Sunday, April 25, 2010
Writer Alan Sillitoe died today at the age of 82. Although he considered himself primarily a poet, Sillitoe also produced novels, short stories, screenplays, stage plays, and children's books. He is best remembered for his first novel, Saturday Night and Sunday Morning, published in 1958, and his 1959 short story The Loneliness of the Long Distance Runner. Both of these works have inspired popular music.
Saturday Night and Sunday Morning, about a hard-drinking, womanizing British factory worker, captured the frustrations of the working class in post-War Britain and helped get Sillitoe lumped into the "angry young man" school of British writers, a label Sillitoe resisted. The book, and the 1960 film version starring Albert Finney, had a major influence on Whatever People Say I Am, That's What I'm Not, the debut album by the Arctic Monkeys, released in 2006. The album's title comes from a line in the book, when the protagonist Arthur Seaton thinks to himself: "I'm me and nobody else, and whatever people think I am or say I am, that's what I'm not, because they don't know a bloody thing about me." Alex Turner, the primary songwriter for the band, told the British tabloid The Sun: "Saturday Night and Sunday Morning is what the album is about," adding that "songs including The View From The Afternoon, Dancing Shoes, Still Take You Home , and From The Ritz To The Rubble all cover that bit of the weekend and feature the same character" [via Yahoo! Music News].

• **Task set**:
**a)** Copy the Sillitoe post between "Sunday, April 25, 2010" and "inspired popular music.", inclusive, and rename "Sillitoe" as "the writer" throughout.
**b)** Translate this sentence from the Sillitoe post into Spanish: "Both of these works have inspired popular music."
**c)** Based on the Sillitoe post, mark each statement yes or no and quote the words that decide it. (i) Sillitoe saw himself mainly as a novelist. (ii) The 1960 film version of Saturday Night and Sunday Morning starred Albert Finney. (iii) Sillitoe accepted the "angry young man" label.
The lines after the Sillitoe post are separate material.

• **Source excerpt**:
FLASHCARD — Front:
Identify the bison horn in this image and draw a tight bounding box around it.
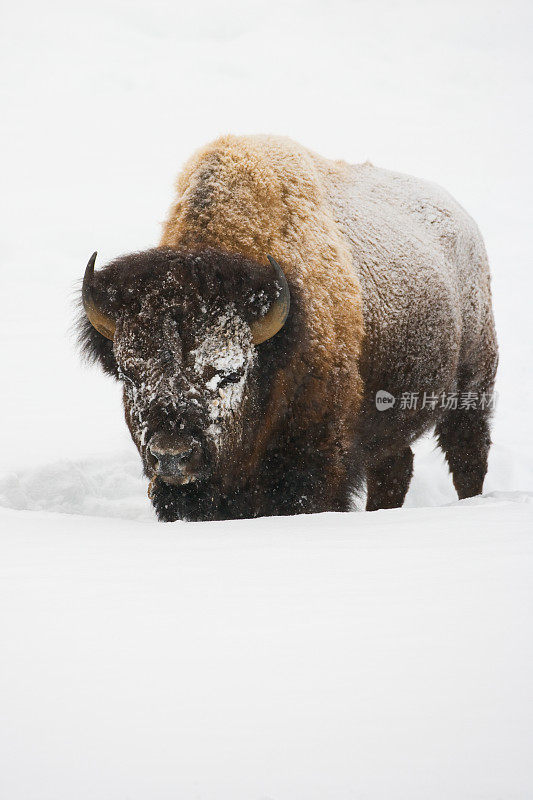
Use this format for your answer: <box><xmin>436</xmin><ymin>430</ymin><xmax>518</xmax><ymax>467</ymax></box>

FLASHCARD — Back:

• **In response**:
**a)**
Sunday, April 25, 2010
Writer Alan the writer died today at the age of 82. Although he considered himself primarily a poet, the writer also produced novels, short stories, screenplays, stage plays, and children's books. He is best remembered for his first novel, Saturday Night and Sunday Morning, published in 1958, and his 1959 short story The Loneliness of the Long Distance Runner. Both of these works have inspired popular music.

**b)** Ambas obras han inspirado música popular.

**c)**
(i) No: "he considered himself primarily a poet"
(ii) Yes: "the 1960 film version starring Albert Finney"
(iii) No: "a label Sillitoe resisted"